● Exercise requirements:
Repeat the lines of the material below exactly, starting at the line that contains "spotlight in the image above." and ending at the last line of the material.

● Material for this exercise:
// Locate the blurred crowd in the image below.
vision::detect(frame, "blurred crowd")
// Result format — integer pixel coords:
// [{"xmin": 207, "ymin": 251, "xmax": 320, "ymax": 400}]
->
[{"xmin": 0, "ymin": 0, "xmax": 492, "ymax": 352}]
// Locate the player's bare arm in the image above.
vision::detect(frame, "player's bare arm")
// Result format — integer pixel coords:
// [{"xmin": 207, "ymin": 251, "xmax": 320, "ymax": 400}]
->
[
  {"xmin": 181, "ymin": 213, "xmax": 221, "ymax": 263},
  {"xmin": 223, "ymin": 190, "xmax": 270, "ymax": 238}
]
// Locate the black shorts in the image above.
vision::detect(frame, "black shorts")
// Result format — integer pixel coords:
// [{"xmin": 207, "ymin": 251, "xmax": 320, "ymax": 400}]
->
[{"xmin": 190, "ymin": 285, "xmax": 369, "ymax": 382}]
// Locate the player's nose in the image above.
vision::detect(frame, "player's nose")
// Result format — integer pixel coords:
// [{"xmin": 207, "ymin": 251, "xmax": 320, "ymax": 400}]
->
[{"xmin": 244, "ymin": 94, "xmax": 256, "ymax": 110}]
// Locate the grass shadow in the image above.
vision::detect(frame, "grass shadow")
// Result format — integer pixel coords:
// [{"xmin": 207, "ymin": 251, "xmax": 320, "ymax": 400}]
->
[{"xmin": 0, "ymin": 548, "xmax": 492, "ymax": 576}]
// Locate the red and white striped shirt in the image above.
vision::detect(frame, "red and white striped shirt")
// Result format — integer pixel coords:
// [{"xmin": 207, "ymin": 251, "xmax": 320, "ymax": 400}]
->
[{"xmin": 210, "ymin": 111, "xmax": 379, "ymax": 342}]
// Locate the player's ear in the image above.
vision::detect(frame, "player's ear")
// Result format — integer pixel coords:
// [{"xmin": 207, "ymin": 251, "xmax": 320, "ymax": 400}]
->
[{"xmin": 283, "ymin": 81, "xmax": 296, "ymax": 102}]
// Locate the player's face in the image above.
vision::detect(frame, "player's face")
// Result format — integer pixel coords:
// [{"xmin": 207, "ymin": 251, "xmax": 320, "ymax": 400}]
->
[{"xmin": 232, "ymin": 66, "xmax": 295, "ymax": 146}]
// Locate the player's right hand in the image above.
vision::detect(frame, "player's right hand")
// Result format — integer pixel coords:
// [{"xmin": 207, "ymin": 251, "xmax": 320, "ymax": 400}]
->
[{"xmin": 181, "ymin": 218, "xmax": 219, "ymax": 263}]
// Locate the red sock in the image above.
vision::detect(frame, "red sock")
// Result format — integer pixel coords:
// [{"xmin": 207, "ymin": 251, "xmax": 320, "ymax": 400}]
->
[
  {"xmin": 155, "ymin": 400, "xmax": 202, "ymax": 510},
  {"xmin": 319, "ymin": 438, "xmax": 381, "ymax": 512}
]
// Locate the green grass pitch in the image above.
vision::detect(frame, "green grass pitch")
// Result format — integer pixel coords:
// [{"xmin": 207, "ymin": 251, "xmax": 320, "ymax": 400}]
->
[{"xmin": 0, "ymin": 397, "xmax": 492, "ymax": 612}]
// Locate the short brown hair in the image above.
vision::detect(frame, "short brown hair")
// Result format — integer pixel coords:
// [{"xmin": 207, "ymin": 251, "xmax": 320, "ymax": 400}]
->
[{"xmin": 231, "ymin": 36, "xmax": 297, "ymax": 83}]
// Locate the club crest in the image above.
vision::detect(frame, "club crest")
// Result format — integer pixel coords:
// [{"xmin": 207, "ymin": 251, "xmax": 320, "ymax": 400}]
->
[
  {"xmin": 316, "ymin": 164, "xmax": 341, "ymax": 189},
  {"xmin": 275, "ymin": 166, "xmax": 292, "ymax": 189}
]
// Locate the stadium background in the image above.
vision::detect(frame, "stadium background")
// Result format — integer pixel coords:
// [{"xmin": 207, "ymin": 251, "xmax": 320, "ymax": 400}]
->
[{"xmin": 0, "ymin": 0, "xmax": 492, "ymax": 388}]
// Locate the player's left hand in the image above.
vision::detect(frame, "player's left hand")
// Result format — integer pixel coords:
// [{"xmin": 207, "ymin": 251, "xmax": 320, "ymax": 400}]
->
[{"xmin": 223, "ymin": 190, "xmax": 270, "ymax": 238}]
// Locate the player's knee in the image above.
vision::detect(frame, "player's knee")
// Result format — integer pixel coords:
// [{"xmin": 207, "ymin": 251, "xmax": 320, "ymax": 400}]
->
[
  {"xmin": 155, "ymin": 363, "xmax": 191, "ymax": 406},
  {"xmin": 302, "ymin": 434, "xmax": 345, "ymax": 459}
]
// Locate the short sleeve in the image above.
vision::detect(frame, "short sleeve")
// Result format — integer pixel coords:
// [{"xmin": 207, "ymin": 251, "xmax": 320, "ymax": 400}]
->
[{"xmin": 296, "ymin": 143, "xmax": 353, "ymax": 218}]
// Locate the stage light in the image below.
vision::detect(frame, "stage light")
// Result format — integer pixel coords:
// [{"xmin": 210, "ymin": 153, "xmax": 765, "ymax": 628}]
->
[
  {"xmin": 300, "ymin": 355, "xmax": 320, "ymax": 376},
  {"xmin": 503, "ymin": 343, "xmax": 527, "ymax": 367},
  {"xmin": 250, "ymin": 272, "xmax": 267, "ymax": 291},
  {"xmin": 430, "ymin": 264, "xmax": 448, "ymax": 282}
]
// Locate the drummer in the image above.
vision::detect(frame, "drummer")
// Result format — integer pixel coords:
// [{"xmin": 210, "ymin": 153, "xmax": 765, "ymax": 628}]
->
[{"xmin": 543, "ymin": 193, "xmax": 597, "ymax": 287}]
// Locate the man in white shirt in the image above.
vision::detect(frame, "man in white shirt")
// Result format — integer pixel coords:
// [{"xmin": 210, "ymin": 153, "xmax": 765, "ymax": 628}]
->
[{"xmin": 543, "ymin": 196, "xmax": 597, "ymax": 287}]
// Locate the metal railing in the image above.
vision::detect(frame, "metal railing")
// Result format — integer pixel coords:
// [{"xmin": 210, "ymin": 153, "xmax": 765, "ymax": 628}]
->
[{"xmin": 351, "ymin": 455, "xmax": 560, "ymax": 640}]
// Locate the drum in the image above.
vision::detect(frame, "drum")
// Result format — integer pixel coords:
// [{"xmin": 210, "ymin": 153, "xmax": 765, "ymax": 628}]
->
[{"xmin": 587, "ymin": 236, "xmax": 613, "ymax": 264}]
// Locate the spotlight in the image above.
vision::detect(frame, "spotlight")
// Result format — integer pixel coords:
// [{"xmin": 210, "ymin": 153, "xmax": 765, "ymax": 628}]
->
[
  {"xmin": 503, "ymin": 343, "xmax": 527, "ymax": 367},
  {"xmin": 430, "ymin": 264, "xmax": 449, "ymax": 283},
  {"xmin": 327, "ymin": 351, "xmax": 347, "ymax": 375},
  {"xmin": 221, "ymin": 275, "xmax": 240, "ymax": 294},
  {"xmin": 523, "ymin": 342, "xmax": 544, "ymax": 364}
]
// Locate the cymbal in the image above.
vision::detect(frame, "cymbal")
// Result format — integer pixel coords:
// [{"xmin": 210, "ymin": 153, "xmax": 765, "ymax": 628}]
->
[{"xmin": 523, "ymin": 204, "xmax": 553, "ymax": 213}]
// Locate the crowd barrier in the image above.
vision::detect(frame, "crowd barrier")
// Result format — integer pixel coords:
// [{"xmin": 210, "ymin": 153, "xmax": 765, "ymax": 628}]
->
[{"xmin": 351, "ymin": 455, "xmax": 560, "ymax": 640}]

● Solution to this exercise:
// Locate the spotlight in the image above.
vision::detect(frame, "spotlight")
// Result format — integer pixel coords:
// [{"xmin": 210, "ymin": 153, "xmax": 765, "ymax": 628}]
->
[
  {"xmin": 503, "ymin": 343, "xmax": 527, "ymax": 367},
  {"xmin": 430, "ymin": 264, "xmax": 449, "ymax": 283},
  {"xmin": 327, "ymin": 351, "xmax": 347, "ymax": 375},
  {"xmin": 221, "ymin": 275, "xmax": 240, "ymax": 294},
  {"xmin": 523, "ymin": 342, "xmax": 544, "ymax": 364}
]
// Locate the cymbal in the image above.
vision::detect(frame, "cymbal")
// Result format — integer pixel coords:
// [{"xmin": 210, "ymin": 153, "xmax": 765, "ymax": 628}]
->
[{"xmin": 523, "ymin": 204, "xmax": 553, "ymax": 213}]
// Locate the crowd barrier in the image above.
vision::detect(frame, "crowd barrier")
// Result format — integer pixel coords:
// [{"xmin": 210, "ymin": 153, "xmax": 765, "ymax": 628}]
->
[{"xmin": 351, "ymin": 455, "xmax": 560, "ymax": 640}]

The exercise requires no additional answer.